Problem description: Below is a listing; reproduce each line of it exactly.

Rows:
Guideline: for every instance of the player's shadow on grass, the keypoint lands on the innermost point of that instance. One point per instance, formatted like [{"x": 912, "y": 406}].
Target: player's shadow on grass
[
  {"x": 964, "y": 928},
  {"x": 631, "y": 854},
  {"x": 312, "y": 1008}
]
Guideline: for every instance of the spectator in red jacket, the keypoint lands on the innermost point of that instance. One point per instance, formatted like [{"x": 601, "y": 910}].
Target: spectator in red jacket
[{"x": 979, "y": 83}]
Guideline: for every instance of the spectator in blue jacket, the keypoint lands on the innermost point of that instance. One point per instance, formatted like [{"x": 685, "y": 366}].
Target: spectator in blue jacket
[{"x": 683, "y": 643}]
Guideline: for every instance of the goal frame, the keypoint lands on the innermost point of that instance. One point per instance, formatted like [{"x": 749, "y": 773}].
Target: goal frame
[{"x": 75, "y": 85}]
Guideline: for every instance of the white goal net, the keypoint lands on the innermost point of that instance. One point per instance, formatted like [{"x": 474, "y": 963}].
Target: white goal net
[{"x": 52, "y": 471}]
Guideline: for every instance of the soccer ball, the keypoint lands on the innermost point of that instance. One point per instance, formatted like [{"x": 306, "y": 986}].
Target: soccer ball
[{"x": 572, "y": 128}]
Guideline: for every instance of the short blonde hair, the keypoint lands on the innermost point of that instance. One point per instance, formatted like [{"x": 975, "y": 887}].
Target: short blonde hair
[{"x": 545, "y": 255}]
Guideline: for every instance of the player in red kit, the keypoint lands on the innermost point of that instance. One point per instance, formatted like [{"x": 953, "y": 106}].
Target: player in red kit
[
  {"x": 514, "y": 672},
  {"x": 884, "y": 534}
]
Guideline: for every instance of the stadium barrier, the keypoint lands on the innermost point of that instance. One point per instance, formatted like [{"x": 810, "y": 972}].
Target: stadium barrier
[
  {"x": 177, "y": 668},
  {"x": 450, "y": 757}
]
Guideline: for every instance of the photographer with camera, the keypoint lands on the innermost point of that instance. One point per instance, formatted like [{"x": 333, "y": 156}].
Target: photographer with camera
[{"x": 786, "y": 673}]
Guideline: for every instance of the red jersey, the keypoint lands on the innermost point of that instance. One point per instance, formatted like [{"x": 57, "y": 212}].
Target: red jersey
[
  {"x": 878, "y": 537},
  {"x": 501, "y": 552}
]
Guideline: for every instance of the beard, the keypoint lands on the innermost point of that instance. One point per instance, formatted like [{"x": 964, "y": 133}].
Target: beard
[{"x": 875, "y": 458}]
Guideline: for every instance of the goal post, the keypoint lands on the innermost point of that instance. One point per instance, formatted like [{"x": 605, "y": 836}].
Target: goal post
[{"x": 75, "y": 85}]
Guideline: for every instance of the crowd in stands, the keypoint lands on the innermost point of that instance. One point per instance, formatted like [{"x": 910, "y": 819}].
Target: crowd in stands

Exercise solution:
Guideline: for every instance of the player's shadow on grass, the keypoint lands on the innermost point of that instance. One point per instance, formatted like [{"x": 912, "y": 406}].
Target: player's shadow on grass
[
  {"x": 964, "y": 928},
  {"x": 631, "y": 854},
  {"x": 312, "y": 1008}
]
Guideline: for every instance of the spectator in red jacket, the keypoint lands on the innermost point of that instance. One point per instance, formatted like [{"x": 601, "y": 910}].
Target: spectator in red jacket
[{"x": 979, "y": 83}]
Guideline: for every instance of the spectator in blue jacket, the keypoint lands on the innermost point of that instance. One point per instance, formatted like [{"x": 685, "y": 366}].
Target: spectator in blue jacket
[{"x": 683, "y": 643}]
Guideline: for every instance of the goal frame, the keypoint lands on the innermost point of that instance. One point per instance, formatted like [{"x": 749, "y": 773}].
Target: goal frame
[{"x": 75, "y": 85}]
Guideline: for every instance of the white goal net, the keypoint lands on the innermost point of that instance. One point per instance, formatted like [{"x": 474, "y": 963}].
Target: white goal net
[{"x": 52, "y": 471}]
Guideline: for every instance of the soccer ball, the keypoint lands on the innermost point of that instance. One point per instance, formatted like [{"x": 306, "y": 986}].
Target: soccer ball
[{"x": 572, "y": 128}]
Guideline: for every instance of the short blonde hair, the keypoint lands on the innermost point of that instance. One point per instance, formatted like [{"x": 975, "y": 887}].
Target: short blonde hair
[{"x": 545, "y": 255}]
Guideline: for every instance of the player in red kit, the keypoint lands on the innermost point of that instance. One point per instance, formatted like [{"x": 953, "y": 106}].
Target: player in red kit
[
  {"x": 514, "y": 672},
  {"x": 884, "y": 534}
]
Guideline: for every instance of the stadium barrier, the keypoint lands on the innermost point of that instance. One point per instance, formatted like [{"x": 810, "y": 972}].
Target: stadium barrier
[
  {"x": 177, "y": 668},
  {"x": 450, "y": 757}
]
Guideline: for every instance of the photographer with camera, the keypoint lands on the innermost point of that instance. One point per instance, formatted like [{"x": 333, "y": 156}].
Target: photographer with camera
[{"x": 786, "y": 673}]
Guideline: for every instance of the red jersey, the keypoint lands on the innermost point of that instance. One point per instance, formatted like [{"x": 57, "y": 212}].
Target: red jersey
[
  {"x": 878, "y": 537},
  {"x": 501, "y": 552}
]
Guideline: for every instance of the beard, the keypoint lands on the innermost point of that instance. One point per instance, formatted like [{"x": 964, "y": 133}].
Target: beard
[{"x": 875, "y": 458}]
Guideline: for every instance of the goal post, the keypoint lands on the innermost point of that instance. One point per instance, formatted like [{"x": 605, "y": 836}].
Target: goal post
[{"x": 75, "y": 85}]
Guideline: for every instance of the crowd in stands, the keypoint lands on the innermost point of that instance. One point per instance, formatted like [{"x": 910, "y": 819}].
Target: crowd in stands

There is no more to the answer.